Records from a collection:
● ● ● ● ● ● ●

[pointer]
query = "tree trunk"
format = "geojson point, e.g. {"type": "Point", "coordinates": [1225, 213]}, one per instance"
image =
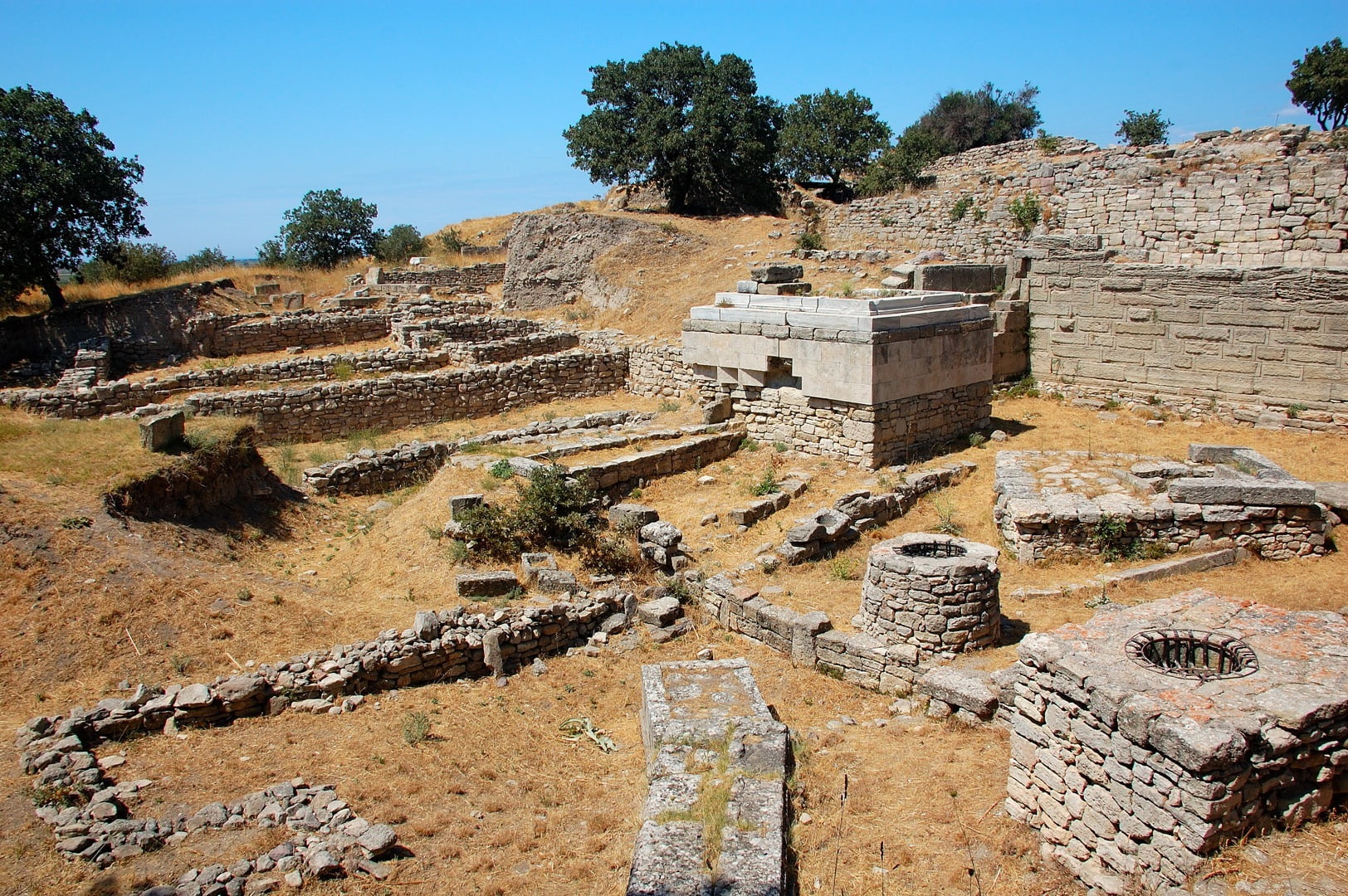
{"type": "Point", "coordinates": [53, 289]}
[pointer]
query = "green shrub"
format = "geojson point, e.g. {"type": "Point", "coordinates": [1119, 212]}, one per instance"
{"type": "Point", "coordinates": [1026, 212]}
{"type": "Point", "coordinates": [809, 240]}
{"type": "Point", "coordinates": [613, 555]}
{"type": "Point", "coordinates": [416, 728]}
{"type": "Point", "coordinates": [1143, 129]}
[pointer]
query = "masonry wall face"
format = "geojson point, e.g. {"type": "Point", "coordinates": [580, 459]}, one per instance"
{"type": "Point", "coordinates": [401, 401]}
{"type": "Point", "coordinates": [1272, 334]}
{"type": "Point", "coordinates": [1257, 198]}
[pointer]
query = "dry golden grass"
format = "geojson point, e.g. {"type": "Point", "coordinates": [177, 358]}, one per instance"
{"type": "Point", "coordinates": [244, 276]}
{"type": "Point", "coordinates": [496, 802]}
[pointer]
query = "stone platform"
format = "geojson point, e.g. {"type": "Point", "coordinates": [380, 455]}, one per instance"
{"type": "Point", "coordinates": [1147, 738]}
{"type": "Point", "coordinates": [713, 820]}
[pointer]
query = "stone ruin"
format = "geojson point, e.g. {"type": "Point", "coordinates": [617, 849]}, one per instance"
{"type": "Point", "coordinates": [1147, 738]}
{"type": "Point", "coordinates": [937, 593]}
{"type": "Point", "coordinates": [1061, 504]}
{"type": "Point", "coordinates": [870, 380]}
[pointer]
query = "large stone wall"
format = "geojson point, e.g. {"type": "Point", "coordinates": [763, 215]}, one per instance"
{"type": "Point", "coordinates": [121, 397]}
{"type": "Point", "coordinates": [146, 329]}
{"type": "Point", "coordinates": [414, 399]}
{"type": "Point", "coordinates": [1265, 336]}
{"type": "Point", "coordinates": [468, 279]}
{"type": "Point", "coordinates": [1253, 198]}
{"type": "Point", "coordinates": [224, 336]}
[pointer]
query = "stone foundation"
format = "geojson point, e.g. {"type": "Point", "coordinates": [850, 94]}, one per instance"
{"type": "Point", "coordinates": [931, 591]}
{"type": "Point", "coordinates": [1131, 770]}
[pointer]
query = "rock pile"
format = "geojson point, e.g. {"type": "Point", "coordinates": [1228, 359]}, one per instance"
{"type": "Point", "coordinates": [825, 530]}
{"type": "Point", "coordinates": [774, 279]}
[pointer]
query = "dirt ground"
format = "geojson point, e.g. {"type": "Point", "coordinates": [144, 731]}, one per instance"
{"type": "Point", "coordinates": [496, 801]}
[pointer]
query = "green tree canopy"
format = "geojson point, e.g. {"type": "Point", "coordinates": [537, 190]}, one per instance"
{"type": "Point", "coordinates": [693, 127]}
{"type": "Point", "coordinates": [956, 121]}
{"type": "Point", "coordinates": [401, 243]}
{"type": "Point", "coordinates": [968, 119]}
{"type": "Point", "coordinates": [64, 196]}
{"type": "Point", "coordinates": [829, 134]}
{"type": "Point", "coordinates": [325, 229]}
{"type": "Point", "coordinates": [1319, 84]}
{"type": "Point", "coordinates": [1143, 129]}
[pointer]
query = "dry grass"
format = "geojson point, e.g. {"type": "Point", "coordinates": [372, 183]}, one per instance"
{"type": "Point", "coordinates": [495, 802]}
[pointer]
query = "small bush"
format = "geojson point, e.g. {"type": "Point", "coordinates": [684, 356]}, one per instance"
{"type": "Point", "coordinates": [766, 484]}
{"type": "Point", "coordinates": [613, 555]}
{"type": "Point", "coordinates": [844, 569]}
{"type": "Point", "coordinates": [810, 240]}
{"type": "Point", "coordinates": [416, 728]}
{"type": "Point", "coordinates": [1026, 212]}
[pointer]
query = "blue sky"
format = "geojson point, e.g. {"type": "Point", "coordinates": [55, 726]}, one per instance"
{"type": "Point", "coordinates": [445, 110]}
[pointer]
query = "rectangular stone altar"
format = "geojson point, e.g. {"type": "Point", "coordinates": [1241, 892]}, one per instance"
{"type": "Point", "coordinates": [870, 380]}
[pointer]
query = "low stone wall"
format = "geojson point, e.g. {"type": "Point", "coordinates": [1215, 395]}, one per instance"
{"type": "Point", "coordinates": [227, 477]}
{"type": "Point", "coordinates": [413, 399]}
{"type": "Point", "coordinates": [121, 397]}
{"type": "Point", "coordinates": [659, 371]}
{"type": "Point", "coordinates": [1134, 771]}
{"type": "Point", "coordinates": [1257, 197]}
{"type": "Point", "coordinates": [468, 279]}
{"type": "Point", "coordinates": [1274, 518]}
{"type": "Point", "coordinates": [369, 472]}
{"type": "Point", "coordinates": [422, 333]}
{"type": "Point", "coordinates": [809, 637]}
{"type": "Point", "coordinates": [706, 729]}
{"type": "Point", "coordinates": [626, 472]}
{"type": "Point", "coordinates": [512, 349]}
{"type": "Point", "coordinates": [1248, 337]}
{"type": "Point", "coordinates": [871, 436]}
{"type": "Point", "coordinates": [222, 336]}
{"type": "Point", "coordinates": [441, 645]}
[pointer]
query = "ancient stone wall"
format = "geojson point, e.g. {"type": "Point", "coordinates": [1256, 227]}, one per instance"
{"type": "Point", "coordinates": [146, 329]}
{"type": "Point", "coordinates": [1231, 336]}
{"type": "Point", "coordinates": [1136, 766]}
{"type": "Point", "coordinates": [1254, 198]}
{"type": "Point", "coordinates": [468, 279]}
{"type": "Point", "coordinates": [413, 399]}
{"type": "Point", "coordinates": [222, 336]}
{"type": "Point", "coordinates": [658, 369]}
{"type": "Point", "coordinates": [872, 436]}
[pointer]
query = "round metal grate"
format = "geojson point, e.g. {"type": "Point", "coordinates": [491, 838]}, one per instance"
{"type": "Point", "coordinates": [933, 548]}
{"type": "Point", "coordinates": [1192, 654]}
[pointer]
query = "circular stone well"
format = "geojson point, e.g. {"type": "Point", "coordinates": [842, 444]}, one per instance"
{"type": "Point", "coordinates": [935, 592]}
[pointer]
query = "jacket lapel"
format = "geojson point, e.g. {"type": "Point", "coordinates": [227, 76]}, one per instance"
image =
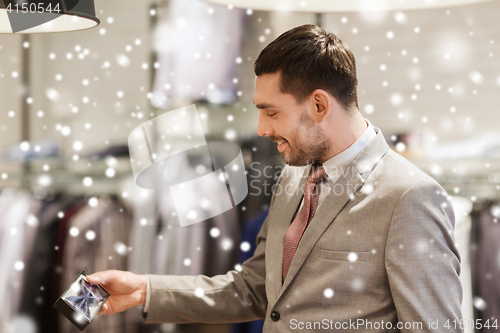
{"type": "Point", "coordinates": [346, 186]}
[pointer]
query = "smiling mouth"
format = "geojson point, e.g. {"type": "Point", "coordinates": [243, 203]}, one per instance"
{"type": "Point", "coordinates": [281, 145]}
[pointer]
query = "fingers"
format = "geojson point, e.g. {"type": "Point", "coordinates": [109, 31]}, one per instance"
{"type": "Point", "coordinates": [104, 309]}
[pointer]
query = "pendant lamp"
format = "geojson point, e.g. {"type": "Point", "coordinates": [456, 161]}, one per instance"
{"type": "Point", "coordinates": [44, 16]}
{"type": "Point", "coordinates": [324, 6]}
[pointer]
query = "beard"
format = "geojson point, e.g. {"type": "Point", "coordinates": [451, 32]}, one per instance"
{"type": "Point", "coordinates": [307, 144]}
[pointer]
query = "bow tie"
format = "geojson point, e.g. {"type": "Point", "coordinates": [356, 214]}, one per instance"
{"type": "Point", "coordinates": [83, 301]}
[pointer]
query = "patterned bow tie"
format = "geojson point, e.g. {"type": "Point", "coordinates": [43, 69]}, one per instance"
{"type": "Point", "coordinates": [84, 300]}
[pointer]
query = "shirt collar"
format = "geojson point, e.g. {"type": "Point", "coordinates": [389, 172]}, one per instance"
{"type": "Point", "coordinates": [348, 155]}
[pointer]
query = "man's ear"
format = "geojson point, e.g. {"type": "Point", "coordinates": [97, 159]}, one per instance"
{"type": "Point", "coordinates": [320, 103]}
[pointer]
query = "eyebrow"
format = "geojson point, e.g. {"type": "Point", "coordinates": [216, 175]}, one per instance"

● ● ● ● ● ● ●

EXERCISE DETAILS: Please show each line of the records that contains the word "grass", matching case exactly.

COMPLETED EXERCISE:
query = "dry golden grass"
query = "dry grass"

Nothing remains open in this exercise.